• Problem to solve:
Each entry listed below should be reproduced word for word.

• Records to use:

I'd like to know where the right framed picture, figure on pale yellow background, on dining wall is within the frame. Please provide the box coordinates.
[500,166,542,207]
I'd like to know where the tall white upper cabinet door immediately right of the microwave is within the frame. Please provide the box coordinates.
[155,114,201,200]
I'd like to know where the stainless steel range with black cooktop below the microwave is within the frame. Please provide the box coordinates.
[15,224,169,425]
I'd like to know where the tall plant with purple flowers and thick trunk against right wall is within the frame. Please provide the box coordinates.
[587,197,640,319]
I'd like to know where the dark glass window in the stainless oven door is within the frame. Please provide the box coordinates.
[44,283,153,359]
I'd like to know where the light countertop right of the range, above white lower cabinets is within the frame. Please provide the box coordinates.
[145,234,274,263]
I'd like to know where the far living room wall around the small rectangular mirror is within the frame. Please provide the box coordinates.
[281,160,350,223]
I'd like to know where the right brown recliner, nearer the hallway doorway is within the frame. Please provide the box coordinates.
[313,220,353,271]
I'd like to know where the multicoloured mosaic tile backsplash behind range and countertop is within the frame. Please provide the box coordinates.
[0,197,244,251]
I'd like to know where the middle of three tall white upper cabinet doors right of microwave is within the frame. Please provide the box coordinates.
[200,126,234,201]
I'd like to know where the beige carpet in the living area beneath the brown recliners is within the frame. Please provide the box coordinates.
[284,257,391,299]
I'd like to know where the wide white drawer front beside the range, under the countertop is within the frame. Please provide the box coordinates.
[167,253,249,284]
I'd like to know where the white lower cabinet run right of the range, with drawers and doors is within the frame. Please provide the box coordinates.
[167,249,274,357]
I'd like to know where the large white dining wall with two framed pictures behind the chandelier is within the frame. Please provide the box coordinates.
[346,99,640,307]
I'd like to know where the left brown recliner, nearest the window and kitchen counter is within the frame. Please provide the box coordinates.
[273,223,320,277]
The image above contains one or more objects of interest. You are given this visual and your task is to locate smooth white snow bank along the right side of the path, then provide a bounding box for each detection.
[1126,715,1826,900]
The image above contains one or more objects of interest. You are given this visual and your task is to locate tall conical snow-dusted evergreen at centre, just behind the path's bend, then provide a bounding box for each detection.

• Written answer:
I'd like to know where the right framed picture, figure on pale yellow background, on dining wall is within the frame. Please provide the box coordinates.
[500,166,542,207]
I'd like to know where the tall white upper cabinet door immediately right of the microwave is within the frame. Please provide the box coordinates.
[155,114,201,200]
I'd like to know where the stainless steel range with black cooktop below the microwave is within the frame. Please provide the box coordinates.
[15,224,169,425]
I'd like to know where the tall plant with purple flowers and thick trunk against right wall is within the frame. Please provide the box coordinates.
[587,197,640,319]
I'd like to know where the dark glass window in the stainless oven door is within the frame. Please provide the box coordinates.
[44,283,153,359]
I'd like to know where the light countertop right of the range, above white lower cabinets is within the frame. Please provide the box coordinates.
[145,234,274,263]
I'd like to know where the far living room wall around the small rectangular mirror is within the frame. Please provide the box coordinates.
[281,160,350,223]
I'd like to know where the right brown recliner, nearer the hallway doorway is within the frame. Please provide the box coordinates.
[313,220,353,271]
I'd like to know where the multicoloured mosaic tile backsplash behind range and countertop is within the frame. Please provide the box coordinates.
[0,197,244,251]
I'd like to know where the middle of three tall white upper cabinet doors right of microwave is within the frame. Please provide the box coordinates.
[200,126,234,201]
I'd like to know where the beige carpet in the living area beneath the brown recliners is within the frame. Please provide the box coordinates.
[284,257,391,299]
I'd like to know where the wide white drawer front beside the range, under the countertop is within the frame. Please provide the box coordinates.
[167,253,249,284]
I'd like to know where the white lower cabinet run right of the range, with drawers and doors is within the frame. Please provide the box coordinates.
[167,249,274,357]
I'd like to know where the large white dining wall with two framed pictures behind the chandelier is within the frame. Please provide the box coordinates.
[346,99,640,307]
I'd like to know where the left brown recliner, nearest the window and kitchen counter is within the frame. Please provide the box coordinates.
[273,223,320,277]
The image above contains one or more objects of interest. You are given this visual and your task is to locate smooth white snow bank along the right side of the path, then provide a bounding box for each detection.
[1126,715,1826,900]
The image above contains one or more objects of interest. You are given this visual and your task is to locate tall conical snow-dusted evergreen at centre, just behind the path's bend, then provide a bounding box for each detection.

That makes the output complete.